- Directions
Find the lines below that contain the string "edge". Copy each one.
:: Records for this exercise ::
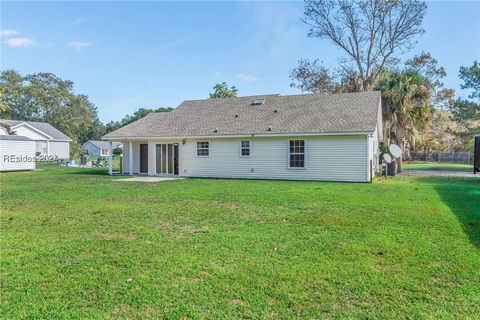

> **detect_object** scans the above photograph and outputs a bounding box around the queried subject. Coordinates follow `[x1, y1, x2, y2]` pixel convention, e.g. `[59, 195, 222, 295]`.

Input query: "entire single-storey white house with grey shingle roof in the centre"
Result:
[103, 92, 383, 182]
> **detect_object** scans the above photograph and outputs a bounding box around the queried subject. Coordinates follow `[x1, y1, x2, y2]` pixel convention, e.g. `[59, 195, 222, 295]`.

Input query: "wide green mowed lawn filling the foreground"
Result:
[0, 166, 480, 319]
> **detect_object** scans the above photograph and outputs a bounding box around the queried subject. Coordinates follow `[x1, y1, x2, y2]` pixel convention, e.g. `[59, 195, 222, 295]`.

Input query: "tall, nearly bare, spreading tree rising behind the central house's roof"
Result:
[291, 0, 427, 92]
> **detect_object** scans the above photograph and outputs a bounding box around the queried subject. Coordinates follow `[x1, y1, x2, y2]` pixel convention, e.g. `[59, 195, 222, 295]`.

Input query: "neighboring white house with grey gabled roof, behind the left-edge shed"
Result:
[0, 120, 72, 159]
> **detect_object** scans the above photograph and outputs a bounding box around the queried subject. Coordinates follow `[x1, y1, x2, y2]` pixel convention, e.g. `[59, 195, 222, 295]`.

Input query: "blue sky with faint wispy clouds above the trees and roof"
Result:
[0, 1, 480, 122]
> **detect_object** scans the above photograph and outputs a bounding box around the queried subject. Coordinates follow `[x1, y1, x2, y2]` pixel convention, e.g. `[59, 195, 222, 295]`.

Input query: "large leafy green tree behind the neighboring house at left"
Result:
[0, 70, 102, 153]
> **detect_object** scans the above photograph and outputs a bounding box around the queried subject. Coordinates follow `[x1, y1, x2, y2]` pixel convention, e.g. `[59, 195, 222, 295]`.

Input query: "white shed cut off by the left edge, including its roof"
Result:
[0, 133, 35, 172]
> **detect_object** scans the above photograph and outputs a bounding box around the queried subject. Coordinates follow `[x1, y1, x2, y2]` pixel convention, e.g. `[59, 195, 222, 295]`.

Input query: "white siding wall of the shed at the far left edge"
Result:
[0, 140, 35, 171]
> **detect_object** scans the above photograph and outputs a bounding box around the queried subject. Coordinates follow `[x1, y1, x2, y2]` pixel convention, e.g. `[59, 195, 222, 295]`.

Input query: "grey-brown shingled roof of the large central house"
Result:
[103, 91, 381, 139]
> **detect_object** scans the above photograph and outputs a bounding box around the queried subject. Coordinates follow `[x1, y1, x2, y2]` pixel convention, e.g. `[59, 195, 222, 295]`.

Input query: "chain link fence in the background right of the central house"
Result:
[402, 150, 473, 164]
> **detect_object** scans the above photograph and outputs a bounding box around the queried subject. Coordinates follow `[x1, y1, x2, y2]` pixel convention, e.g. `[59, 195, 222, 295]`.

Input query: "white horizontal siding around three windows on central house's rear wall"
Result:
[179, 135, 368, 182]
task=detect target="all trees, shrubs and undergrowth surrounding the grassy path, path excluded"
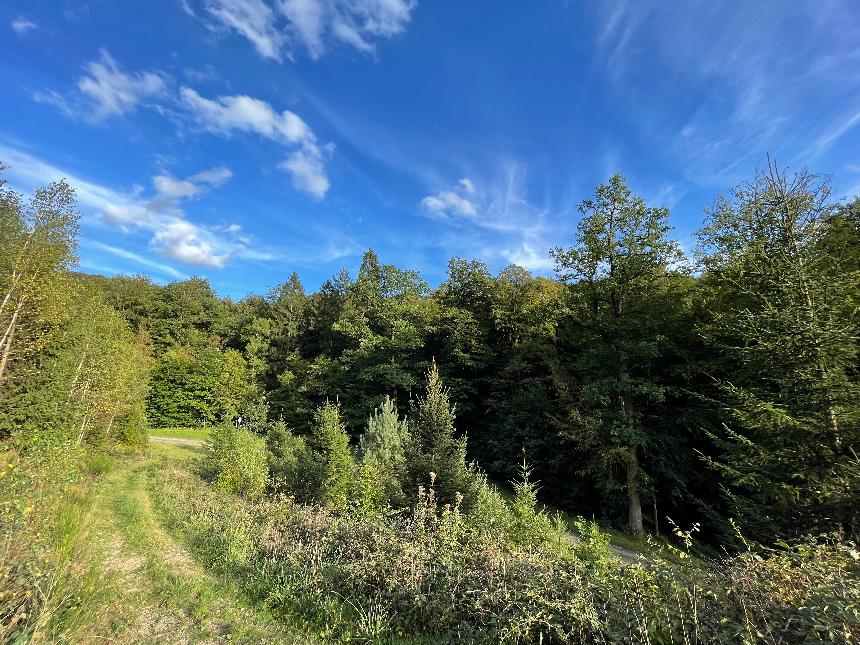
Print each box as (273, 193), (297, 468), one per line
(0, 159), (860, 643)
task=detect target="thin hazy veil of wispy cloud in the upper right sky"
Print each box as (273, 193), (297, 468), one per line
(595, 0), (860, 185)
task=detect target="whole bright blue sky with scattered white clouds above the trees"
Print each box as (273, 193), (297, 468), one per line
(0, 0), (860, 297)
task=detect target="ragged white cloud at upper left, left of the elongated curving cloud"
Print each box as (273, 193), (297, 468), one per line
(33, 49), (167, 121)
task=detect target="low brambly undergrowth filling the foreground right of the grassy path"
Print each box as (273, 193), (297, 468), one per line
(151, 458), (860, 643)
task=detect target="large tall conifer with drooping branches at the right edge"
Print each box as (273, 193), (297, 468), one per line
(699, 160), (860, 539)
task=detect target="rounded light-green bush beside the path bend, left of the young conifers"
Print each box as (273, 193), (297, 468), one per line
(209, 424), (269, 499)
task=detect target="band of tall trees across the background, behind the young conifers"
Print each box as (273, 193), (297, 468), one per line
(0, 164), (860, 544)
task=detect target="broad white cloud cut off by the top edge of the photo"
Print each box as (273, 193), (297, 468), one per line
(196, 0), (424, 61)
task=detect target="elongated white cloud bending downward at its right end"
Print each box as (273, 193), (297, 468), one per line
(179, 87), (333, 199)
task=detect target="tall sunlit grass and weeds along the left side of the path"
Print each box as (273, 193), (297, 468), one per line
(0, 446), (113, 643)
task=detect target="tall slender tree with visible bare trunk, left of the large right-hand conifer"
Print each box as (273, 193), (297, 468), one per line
:::
- Your response
Input query: "neighboring white house with grey gabled roof, behind the left-edge shed"
Input query: "white shed cut off by the left edge, including its roof"
Input query: "white siding wall of the shed at the far left edge"
task=detect target="large tall conifer with drooping branches at the right edge"
task=detect target="broad white cloud cut off by the top edge of the photo"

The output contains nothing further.